> [TASK TO COMPLETE]: Find and copy the lines in the records beneath this task that contain the word "branch".

○ ○ ○ ○

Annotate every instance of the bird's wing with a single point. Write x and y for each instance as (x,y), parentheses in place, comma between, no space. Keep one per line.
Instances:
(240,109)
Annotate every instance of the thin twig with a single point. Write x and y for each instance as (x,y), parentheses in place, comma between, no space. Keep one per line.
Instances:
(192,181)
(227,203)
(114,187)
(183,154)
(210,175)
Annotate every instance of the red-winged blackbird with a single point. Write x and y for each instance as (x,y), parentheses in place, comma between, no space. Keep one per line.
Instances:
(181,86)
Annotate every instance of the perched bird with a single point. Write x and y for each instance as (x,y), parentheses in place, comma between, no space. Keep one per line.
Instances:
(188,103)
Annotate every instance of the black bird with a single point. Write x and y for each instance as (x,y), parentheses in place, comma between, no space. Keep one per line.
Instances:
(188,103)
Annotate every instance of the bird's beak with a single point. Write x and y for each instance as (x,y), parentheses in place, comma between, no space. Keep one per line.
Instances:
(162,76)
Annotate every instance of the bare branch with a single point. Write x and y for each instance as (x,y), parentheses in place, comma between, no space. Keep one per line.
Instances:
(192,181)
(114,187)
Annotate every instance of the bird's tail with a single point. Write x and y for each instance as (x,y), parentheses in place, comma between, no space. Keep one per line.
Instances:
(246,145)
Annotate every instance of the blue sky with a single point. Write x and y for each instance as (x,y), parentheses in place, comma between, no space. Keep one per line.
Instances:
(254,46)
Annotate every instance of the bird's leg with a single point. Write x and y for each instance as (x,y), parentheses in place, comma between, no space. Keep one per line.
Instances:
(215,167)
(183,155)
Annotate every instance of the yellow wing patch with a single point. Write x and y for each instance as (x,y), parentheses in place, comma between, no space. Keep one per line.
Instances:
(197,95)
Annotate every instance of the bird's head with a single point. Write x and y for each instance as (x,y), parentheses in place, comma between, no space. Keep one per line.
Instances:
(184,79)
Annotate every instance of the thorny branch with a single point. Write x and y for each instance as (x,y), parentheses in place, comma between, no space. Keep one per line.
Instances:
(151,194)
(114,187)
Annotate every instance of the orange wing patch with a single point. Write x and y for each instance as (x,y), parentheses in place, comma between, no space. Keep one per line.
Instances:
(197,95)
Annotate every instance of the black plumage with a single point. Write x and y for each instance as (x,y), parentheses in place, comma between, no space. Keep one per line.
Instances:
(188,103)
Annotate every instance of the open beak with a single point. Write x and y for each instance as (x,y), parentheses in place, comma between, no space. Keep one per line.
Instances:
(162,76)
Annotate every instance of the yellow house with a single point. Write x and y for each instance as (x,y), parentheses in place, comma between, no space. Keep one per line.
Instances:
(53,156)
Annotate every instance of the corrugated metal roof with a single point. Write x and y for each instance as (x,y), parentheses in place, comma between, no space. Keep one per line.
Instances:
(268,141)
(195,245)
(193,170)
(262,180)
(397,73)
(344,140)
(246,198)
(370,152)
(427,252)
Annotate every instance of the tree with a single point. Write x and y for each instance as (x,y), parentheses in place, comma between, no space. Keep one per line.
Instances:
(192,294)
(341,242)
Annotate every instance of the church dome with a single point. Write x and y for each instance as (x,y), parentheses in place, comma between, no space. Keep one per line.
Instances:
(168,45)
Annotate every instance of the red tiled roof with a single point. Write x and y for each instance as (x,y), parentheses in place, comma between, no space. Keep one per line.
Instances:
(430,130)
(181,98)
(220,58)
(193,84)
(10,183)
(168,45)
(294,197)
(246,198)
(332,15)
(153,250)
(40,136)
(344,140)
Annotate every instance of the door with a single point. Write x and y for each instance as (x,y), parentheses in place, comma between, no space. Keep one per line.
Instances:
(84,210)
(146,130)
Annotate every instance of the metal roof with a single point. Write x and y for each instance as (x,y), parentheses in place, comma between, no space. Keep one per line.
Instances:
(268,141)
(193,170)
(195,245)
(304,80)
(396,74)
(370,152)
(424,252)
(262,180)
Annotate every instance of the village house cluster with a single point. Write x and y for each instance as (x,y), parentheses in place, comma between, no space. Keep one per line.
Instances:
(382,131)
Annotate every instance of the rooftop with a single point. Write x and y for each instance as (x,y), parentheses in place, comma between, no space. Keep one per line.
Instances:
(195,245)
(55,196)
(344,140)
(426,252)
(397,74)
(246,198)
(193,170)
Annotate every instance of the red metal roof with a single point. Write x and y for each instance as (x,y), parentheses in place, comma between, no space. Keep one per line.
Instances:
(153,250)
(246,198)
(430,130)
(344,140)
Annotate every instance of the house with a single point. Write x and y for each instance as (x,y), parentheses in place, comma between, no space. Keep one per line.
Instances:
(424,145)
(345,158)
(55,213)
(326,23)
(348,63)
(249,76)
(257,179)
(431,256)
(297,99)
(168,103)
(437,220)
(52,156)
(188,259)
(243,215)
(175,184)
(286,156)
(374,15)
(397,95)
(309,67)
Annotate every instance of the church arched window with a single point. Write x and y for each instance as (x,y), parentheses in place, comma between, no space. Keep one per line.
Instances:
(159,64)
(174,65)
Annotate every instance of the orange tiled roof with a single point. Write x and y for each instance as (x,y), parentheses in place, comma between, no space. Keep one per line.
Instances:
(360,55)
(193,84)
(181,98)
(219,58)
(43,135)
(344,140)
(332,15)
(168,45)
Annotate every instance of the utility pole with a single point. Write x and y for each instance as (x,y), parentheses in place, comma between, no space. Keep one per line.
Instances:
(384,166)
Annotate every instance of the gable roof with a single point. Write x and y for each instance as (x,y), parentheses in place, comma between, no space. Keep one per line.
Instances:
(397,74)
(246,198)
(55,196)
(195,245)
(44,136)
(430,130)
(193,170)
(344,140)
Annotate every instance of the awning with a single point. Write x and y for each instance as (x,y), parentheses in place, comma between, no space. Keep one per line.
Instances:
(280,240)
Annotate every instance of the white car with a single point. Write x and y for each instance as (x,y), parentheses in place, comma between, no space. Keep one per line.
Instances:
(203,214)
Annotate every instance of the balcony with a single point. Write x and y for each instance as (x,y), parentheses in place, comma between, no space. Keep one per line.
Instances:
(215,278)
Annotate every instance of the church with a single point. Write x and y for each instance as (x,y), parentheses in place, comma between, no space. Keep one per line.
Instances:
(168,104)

○ ○ ○ ○

> [EXERCISE RESULT]:
Annotate every instance of the bare branch with a single point. Write x and y for each instance as (x,y), parentheses in place, comma between, no space. Keep one per line.
Annotate every instance of the thorny branch with a single point. Write x and y for each instance as (x,y), parentheses in place, comma between, no space. Keep one per line.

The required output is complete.